*Text under study*.
=-=-=-=-=

You can allocate a variable number of GPUs to each execution. This will allow you to efficiently use the GPU resources on an on-premise machine with multiple GPUs and run more jobs concurrently. This feature is not enabled by default. Your organization administrator needs to set up this feature first before it can be used.
Dynamic resources are effective only on specific environment types
Dynamic resource controls are available, or even needed, only in specific environments.
For example, when using auto-scaling cloud machines, you can select an instance type to match your needs from the get-go so further splitting the resources is not necessary.
In a Kubernetes environment, the resources are managed by runtime configuration, so the resources do not need to be defined separately.
Environments of Virtual Machine (Dispatch)
type i.e., dispatch mode environments running dispatch mode workers, allow users to specify how many GPUs each execution should use instead of relying on the environment selection (most environments) or runtime configuration (Kubernetes environments) settings.
Setups like this allow, for example, more efficient resource utilization of on-premises GPUs without an additional scheduling layer like Kubernetes.
Setting the number of GPUs
You specify the number of GPUs through the VH_GPUS
environment variable on the execution.
VH_GPUS=2
This means that your execution will be allocated 2 GPUs on one of the machines in the environment. It will remain in the queue until there are 2 GPUs available on any of the machines in the environment.
This works through all the usual interfaces, be it web UI, CLI, API or pre-defined in the Valohai YAML.
Be careful with the number of GPUs
Be careful with the number of GPUs you request. If you request more GPUs than are available on any of the machines on the environment, your execution will remain in the queue indefinitely.
Dynamic GPUs default to 1
If you don’t specify the VH_GPUS
environment variable on a GPU-machine environment, the execution will default to 1 GPU.
VH_GPUS=0
is not a valid value and will likewise default to 1 GPU.
How are the GPUs allocated?
First come, first served, in general.
If there is a case where multiple executions are in the queue at the same time, workers will prioritize smaller GPU workloads by default. I.e., if two executions are queued, one requesting a single GPU and another requesting 2 GPUs, the workers will pick the single GPU execution first.
Each execution has an internal escalation timeout of 1 hour. If the execution has not been allocated the requested resources within the hour, workers will start deprioritizing smaller workloads until the escalated execution is allocated.
On the worker level, GPUs are allocated in GPU device index order. This would be the same order that tools like nvidia-smi
would list the GPUs.

=-=-=-=-=

*Entries provided*.
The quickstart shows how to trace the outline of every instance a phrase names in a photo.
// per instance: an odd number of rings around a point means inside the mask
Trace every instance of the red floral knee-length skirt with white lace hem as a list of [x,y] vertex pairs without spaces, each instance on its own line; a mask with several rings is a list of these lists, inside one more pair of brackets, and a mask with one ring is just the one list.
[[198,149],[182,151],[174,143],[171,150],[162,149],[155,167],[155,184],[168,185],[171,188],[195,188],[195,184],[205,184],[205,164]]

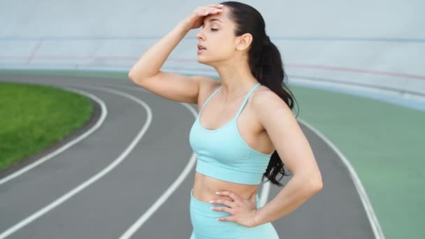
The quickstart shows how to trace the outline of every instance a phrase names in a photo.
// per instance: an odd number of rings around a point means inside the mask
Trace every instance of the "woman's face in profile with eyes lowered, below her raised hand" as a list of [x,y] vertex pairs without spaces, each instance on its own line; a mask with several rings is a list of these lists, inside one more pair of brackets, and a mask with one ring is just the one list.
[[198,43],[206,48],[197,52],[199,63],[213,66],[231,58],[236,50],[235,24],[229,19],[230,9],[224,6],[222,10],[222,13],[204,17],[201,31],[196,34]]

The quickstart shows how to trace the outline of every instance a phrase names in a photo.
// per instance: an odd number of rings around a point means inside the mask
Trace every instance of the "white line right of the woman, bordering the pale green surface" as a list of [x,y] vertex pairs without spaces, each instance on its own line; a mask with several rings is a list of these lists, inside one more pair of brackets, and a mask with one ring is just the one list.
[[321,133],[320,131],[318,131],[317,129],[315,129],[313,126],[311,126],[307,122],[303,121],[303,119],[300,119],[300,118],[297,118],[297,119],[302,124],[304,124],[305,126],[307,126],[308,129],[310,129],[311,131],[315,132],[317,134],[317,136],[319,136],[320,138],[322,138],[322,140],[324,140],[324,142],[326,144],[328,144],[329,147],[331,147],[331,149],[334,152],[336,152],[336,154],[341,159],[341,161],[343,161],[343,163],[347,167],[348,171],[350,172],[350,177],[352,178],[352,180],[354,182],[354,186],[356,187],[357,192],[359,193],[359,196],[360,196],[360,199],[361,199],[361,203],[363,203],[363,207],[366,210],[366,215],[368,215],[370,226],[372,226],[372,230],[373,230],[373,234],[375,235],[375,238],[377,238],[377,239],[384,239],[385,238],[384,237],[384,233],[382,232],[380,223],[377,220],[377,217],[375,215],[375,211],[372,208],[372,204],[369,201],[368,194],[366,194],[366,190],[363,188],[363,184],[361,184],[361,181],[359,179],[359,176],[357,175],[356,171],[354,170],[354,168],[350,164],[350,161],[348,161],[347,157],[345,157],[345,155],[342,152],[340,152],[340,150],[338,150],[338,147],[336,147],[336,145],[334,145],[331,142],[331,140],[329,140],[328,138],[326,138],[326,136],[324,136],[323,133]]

=-=-=-=-=

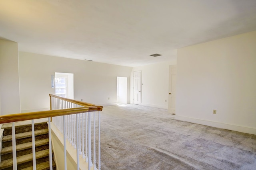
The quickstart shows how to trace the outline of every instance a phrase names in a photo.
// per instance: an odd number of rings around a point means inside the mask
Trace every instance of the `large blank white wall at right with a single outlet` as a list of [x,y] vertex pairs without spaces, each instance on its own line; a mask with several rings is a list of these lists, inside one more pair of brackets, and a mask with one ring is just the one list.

=-=-=-=-=

*What to do*.
[A] According to the GPU allocation text, how long is the internal escalation timeout for each execution?
[B] Name every interface that the GPU allocation text says the VH_GPUS setting works through.

*Answers by task*.
[A] 1 hour.

[B]
- Web UI
- CLI
- API
- Pre-defined in the Valohai YAML